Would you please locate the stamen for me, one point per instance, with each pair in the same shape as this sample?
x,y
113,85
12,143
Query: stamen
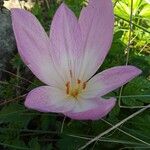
x,y
75,93
84,85
68,87
70,73
79,81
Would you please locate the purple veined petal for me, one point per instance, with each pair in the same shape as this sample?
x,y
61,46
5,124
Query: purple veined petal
x,y
91,109
33,46
96,22
49,99
65,36
110,79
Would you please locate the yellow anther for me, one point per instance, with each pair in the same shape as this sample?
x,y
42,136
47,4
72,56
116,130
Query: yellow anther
x,y
74,90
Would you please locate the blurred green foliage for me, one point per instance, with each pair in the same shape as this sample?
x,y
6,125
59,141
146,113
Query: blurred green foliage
x,y
26,129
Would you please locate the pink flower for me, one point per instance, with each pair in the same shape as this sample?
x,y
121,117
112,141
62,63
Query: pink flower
x,y
67,60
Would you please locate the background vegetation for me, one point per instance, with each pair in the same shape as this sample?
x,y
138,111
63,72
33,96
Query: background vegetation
x,y
23,129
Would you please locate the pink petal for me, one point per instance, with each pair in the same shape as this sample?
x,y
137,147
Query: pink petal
x,y
96,22
48,99
99,108
33,45
66,39
110,79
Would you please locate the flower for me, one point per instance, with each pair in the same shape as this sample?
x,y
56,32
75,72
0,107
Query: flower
x,y
67,60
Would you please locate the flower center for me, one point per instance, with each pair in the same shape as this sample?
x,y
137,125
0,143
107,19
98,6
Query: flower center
x,y
75,89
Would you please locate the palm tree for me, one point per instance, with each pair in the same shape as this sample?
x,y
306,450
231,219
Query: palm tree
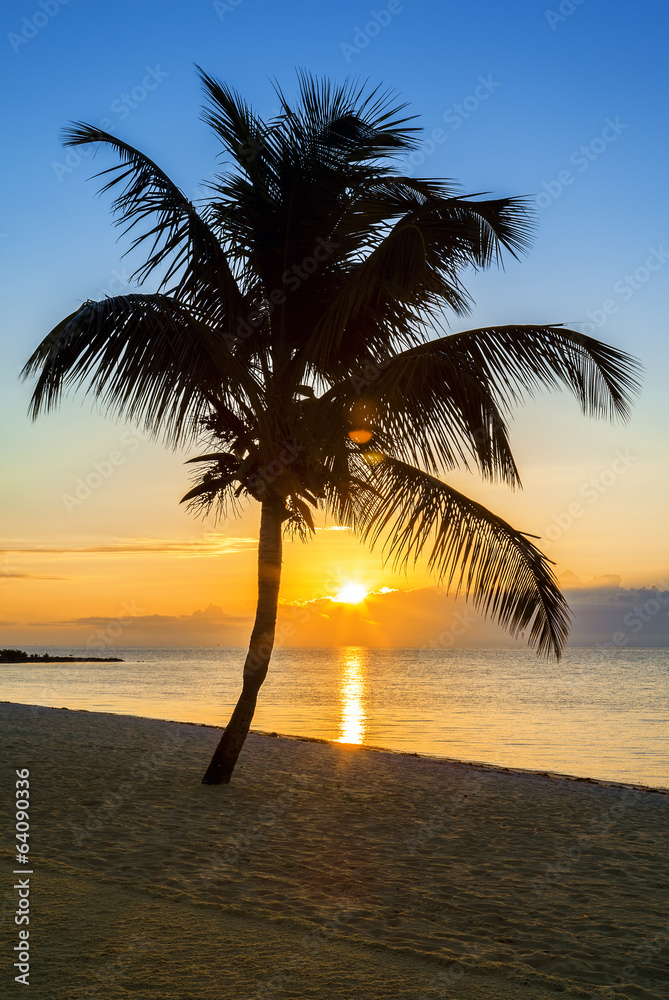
x,y
298,325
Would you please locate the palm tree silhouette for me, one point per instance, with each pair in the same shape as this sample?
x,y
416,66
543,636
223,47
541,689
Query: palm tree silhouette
x,y
295,326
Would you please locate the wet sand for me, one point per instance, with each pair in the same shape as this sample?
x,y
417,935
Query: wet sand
x,y
324,871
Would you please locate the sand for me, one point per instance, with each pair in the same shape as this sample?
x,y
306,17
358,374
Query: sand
x,y
323,871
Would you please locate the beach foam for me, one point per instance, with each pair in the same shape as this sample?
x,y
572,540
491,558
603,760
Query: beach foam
x,y
327,871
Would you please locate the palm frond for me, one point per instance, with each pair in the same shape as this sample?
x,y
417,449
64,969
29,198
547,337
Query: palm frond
x,y
516,361
506,576
143,357
181,238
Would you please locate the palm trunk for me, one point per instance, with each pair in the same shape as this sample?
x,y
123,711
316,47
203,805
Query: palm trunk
x,y
225,757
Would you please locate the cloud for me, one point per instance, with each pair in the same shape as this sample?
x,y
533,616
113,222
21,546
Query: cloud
x,y
604,614
30,576
209,545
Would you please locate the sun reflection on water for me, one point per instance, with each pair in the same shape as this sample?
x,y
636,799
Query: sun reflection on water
x,y
353,722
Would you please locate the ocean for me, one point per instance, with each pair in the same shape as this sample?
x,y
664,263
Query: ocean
x,y
596,714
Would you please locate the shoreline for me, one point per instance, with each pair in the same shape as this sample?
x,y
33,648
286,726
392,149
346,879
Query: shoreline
x,y
324,871
479,765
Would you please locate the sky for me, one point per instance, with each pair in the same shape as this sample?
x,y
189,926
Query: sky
x,y
562,102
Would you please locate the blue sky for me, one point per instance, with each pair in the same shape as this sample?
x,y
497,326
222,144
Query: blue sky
x,y
565,102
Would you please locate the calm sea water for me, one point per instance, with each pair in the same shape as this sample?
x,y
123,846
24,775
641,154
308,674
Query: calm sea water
x,y
593,714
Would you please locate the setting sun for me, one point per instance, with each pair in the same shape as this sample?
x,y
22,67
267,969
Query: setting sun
x,y
351,593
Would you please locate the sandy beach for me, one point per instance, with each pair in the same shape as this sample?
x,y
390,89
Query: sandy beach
x,y
323,871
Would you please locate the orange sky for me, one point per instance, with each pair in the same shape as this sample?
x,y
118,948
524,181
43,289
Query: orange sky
x,y
73,552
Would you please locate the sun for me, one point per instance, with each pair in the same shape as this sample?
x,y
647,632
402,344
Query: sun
x,y
351,593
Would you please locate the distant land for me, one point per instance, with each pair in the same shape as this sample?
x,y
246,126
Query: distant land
x,y
19,656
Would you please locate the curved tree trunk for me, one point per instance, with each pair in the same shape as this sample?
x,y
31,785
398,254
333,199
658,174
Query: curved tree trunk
x,y
225,757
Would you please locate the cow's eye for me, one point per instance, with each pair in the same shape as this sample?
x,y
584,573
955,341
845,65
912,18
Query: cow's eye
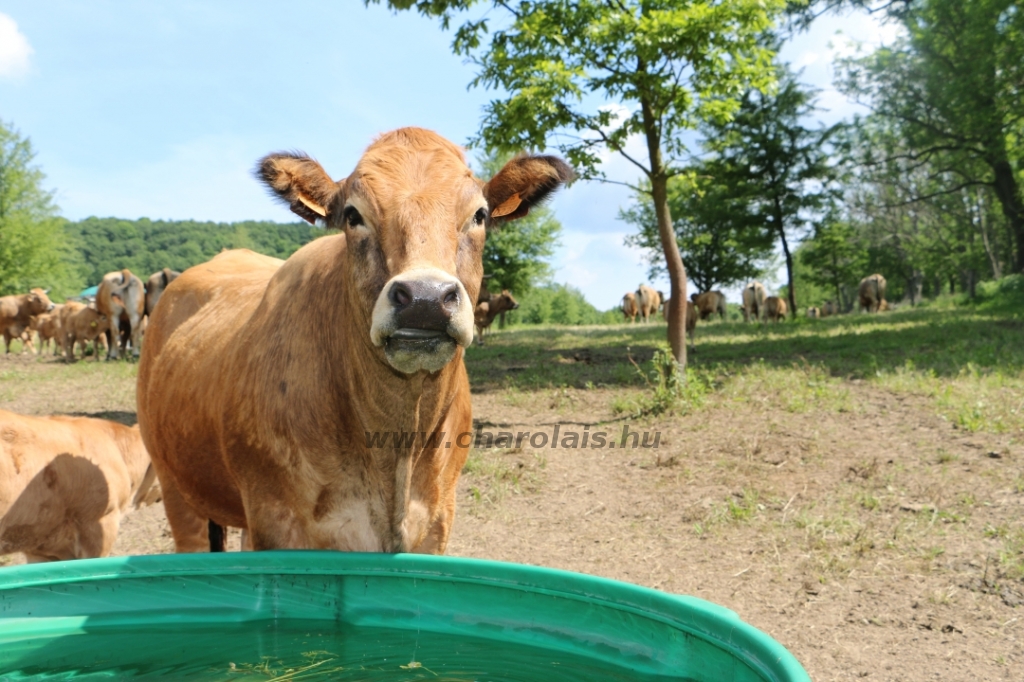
x,y
352,217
________
Required task —
In your copy, repeat each record exactly and include no pictures.

The result —
Would you please locate the stamen for me, one point per instance, with each pair in the same shape as this sample?
x,y
113,85
12,143
Query: stamen
x,y
75,93
84,85
68,87
70,73
79,81
Would you please locate the purple veined petal for me, one point per instance, with each pair in the same shape as this sample?
x,y
61,46
5,124
Query: purple veined petal
x,y
91,109
33,46
96,22
49,99
65,36
110,79
Would you please locate the yellow anther for me, one point per instance, with each pair in the same shape as this sample?
x,y
42,136
47,4
72,56
116,130
Query: yellow anther
x,y
74,90
Would you please locate the blurred green foliage for me, one point per instance, with each pair in the same shape as this sample?
x,y
6,125
59,141
146,113
Query: blurred green foliage
x,y
26,129
Would you please locate the pink flower for me, one point per instance, with each pair in the same shape as this sample?
x,y
121,117
112,141
62,63
Query: pink flower
x,y
67,60
Would you please locate the background vegetation for me, one point per instance, with each pair in the same shape as this sample?
x,y
138,111
63,72
33,96
Query: background vegetation
x,y
23,129
Would you please locate the pink petal for me, one point per instance, with each pair in the same shape as this sample?
x,y
137,147
Query: pink petal
x,y
96,22
48,99
99,108
33,45
66,39
110,79
Would you please locate the flower for me, one point per instance, with each pair in the same shape as this sample?
x,y
56,32
75,72
0,107
Query: flower
x,y
67,60
Would you please locate the flower center for me, one point per instance, with each pair in the same shape as this sample?
x,y
137,125
0,143
107,19
98,6
Query: flower center
x,y
75,89
Would you please locate the palm tree for me, one point per instance, with each pair in the same shape as this sample?
x,y
306,450
231,219
Query: palm tree
x,y
298,325
Would you please locate the palm tree silhouette for me, one point per instance, with each pair in the same shape as this sample?
x,y
416,66
543,636
223,47
541,689
Query: palm tree silhouette
x,y
295,326
Would you please locate the wet sand for me, one point per instance, with each pair in the same shape as this sample?
x,y
417,935
Query: wet sand
x,y
324,871
Would you please locate the sand for me, one point per instance, with each pair in the same shape as this sample?
x,y
306,17
358,374
Query: sand
x,y
323,871
Would you please locate the beach foam for me, one point per instance, with each pair in the same shape as this sample?
x,y
572,540
491,558
603,760
Query: beach foam
x,y
327,871
Would you please locate the palm frond for me, one point per instance, with each pair in the same shape as this sample?
x,y
417,449
64,969
29,198
547,337
Query: palm frond
x,y
516,361
506,576
143,357
181,238
Would you please locate the palm trunk for me, one point per instance, with each pair in the same shape as this sample?
x,y
123,711
316,47
203,805
Query: palm trunk
x,y
225,757
Would you please locate the cloud for me, one point per instance, with each pair in the same shape as this sample?
x,y
533,616
113,222
21,546
Query: cloud
x,y
604,614
30,576
209,545
Would you please locate the sun reflection on water for me, one point per instance, with each pair in the same shape as this sample?
x,y
636,799
Query: sun reflection on water
x,y
353,722
Would you please locate the ocean for me, one point per instance, with each pair in the same shape as this sample?
x,y
664,263
Query: ocean
x,y
596,714
Would you please locate the shoreline for me, one point per instance, with each pair in the same shape as this sample?
x,y
33,648
286,726
392,149
346,879
Query: shoreline
x,y
324,871
479,765
Would you please locate the sky for me, one point per instance, with each pair in the same shape as this sample?
x,y
189,926
Query: sky
x,y
562,102
Would you please locate the blue sky for me, one point per instance, with each pair in the same shape as this sample?
x,y
497,326
222,144
Query: blue sky
x,y
565,102
Would you please locate the calm sea water for me, one point per instance, with each pair in the same shape as this sample?
x,y
123,846
24,775
641,154
308,674
Query: calm sea water
x,y
593,714
Would you please locate the setting sun for me, one point per instance, with each pair in the same shape as this sample?
x,y
22,67
267,969
Query: setting sun
x,y
351,593
Would you please locate the sandy beach for me, one point per instance, with each pair in the same shape as this sample?
x,y
390,89
Query: sandy beach
x,y
323,871
Would you please locate the orange sky for me, one point per instance, with each pair in the same shape as this sample?
x,y
118,948
524,181
43,289
Query: orange sky
x,y
73,552
Would you please locate the sun for me, one point per instance, with each pair in the same shape as this sample?
x,y
647,632
402,344
Query: sun
x,y
351,593
Would you please locate the distant land for me, one point per instance, with each pair in the same shape as this sample?
x,y
246,126
Query: distant land
x,y
19,656
Would you please locate the curved tree trunk for me, one point per instance, with each pair in the same shape as this sample?
x,y
31,785
398,254
333,199
658,174
Query: curved tree trunk
x,y
225,757
Would you please locate the cow's eye for me, one point per instance, with each pair in the same shape as this sample?
x,y
584,573
955,341
845,65
912,18
Query: cow's eye
x,y
352,217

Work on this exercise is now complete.